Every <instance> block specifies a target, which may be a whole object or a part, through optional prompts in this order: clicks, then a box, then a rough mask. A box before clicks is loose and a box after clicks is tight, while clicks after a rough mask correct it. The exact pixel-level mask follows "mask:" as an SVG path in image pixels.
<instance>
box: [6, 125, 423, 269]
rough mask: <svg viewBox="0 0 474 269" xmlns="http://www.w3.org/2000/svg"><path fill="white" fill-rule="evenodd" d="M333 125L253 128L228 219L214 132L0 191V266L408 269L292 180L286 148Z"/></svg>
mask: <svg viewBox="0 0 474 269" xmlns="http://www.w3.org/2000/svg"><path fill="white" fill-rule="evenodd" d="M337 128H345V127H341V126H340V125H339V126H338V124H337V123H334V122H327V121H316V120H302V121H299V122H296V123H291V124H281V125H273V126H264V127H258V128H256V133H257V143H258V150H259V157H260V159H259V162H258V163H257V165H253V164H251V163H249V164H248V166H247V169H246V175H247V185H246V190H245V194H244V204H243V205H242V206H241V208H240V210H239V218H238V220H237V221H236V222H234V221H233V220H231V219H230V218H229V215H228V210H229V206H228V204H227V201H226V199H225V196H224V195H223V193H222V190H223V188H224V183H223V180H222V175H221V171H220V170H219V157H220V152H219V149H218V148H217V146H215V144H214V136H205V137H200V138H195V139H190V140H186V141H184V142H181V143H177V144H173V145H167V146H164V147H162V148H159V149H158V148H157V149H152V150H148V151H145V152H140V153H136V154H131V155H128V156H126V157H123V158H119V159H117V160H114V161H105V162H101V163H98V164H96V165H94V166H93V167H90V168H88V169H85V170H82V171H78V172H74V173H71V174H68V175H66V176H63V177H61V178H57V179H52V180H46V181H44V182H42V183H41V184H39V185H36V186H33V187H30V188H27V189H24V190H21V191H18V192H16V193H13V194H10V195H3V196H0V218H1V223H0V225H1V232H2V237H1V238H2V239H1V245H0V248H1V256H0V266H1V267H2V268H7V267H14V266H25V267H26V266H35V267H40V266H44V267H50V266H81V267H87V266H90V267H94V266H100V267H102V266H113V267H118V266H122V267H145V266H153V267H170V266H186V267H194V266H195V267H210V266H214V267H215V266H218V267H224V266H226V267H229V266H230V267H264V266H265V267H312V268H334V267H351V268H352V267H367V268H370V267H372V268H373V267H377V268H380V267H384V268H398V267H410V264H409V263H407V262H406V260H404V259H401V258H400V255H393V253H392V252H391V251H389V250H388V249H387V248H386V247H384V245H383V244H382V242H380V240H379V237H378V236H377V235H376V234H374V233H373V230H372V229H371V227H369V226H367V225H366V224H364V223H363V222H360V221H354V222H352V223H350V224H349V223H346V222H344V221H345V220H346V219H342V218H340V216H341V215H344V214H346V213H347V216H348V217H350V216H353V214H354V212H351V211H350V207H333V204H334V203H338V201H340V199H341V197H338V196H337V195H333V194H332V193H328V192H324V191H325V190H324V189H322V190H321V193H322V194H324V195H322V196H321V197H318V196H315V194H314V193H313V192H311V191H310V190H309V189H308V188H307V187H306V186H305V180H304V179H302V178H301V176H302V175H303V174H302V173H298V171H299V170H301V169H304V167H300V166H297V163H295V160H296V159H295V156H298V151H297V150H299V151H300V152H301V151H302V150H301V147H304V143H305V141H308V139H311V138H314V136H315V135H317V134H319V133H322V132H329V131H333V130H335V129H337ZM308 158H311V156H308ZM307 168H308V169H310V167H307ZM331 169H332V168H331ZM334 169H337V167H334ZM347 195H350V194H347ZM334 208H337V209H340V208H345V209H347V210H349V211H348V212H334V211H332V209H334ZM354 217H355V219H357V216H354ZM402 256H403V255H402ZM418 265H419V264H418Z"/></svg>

—————

# [Task instructions]
Every record must be returned exactly.

# [Expected answer]
Every <instance> block specifies a target, which may be a whole object or a part, through optional prompts in this order: clicks, then a box, then a rough mask. A box before clicks is loose and a box after clicks is tight, while clicks after a rough mask correct it. The exact pixel-level mask follows "mask:" as an SVG path in image pixels.
<instance>
box: [6, 125, 423, 269]
rough mask: <svg viewBox="0 0 474 269" xmlns="http://www.w3.org/2000/svg"><path fill="white" fill-rule="evenodd" d="M333 125L253 128L228 219L214 132L0 191V266L408 269L292 180L286 148Z"/></svg>
mask: <svg viewBox="0 0 474 269" xmlns="http://www.w3.org/2000/svg"><path fill="white" fill-rule="evenodd" d="M337 128H345V127H341V126H340V125H339V126H338V124H337V123H334V122H327V121H316V120H302V121H299V122H296V123H291V124H281V125H273V126H264V127H258V128H256V133H257V143H258V150H259V157H260V159H259V162H258V163H257V165H253V164H251V163H249V164H248V166H247V169H246V175H247V185H246V190H245V194H244V204H243V205H242V206H241V208H240V210H239V218H238V220H237V221H236V222H234V221H233V220H231V219H230V218H229V215H228V210H229V206H228V204H227V201H226V199H225V196H224V195H223V193H222V190H223V188H224V183H223V180H222V175H221V171H220V170H219V157H220V152H219V149H218V148H217V146H215V144H214V136H205V137H200V138H195V139H190V140H186V141H184V142H181V143H177V144H173V145H167V146H164V147H162V148H159V149H158V148H157V149H152V150H148V151H145V152H140V153H136V154H131V155H128V156H126V157H123V158H119V159H117V160H114V161H105V162H101V163H98V164H96V165H94V166H93V167H90V168H88V169H85V170H82V171H78V172H74V173H71V174H68V175H66V176H63V177H61V178H57V179H52V180H46V181H44V182H42V183H41V184H39V185H36V186H33V187H30V188H27V189H24V190H21V191H18V192H16V193H13V194H10V195H3V196H0V218H1V223H0V225H1V232H2V237H1V238H2V239H1V245H0V248H1V256H0V266H1V267H2V268H7V267H14V266H25V267H26V266H35V267H40V266H44V267H50V266H81V267H87V266H90V267H94V266H100V267H102V266H113V267H118V266H122V267H145V266H153V267H170V266H186V267H194V266H195V267H210V266H214V267H215V266H218V267H224V266H226V267H229V266H230V267H264V266H265V267H312V268H334V267H351V268H352V267H367V268H370V267H372V268H373V267H377V268H380V267H384V268H398V267H410V264H409V263H407V262H406V260H404V259H401V258H400V255H393V253H392V252H391V251H389V250H388V249H387V248H386V247H384V245H383V244H382V242H380V240H379V237H378V236H377V235H376V234H374V233H373V230H372V229H371V227H369V226H367V225H366V224H364V223H363V222H360V221H354V222H352V223H350V224H349V223H346V222H344V221H345V220H346V219H342V218H340V216H341V215H344V214H346V213H347V216H348V217H350V216H353V214H354V212H351V211H350V207H333V204H334V203H338V201H340V199H341V197H338V196H337V195H333V194H332V193H328V192H324V191H325V190H324V189H322V190H321V193H322V194H324V195H322V196H321V197H318V196H315V194H314V193H313V192H311V191H310V190H309V189H308V188H307V187H306V186H305V180H304V179H302V178H301V176H302V175H303V174H302V173H298V171H299V170H301V169H304V167H300V166H297V163H295V160H296V159H295V156H298V151H297V150H299V151H300V152H301V151H302V150H301V147H304V143H305V141H308V139H311V138H314V136H315V135H317V134H319V133H322V132H329V131H333V130H335V129H337ZM308 158H311V156H308ZM307 168H308V169H310V167H307ZM331 169H332V168H331ZM334 169H337V167H334ZM347 195H350V194H347ZM334 208H337V209H340V208H345V209H347V210H349V211H348V212H334V211H332V209H334ZM354 217H355V219H357V216H354ZM402 256H403V255H402ZM418 265H419V264H418Z"/></svg>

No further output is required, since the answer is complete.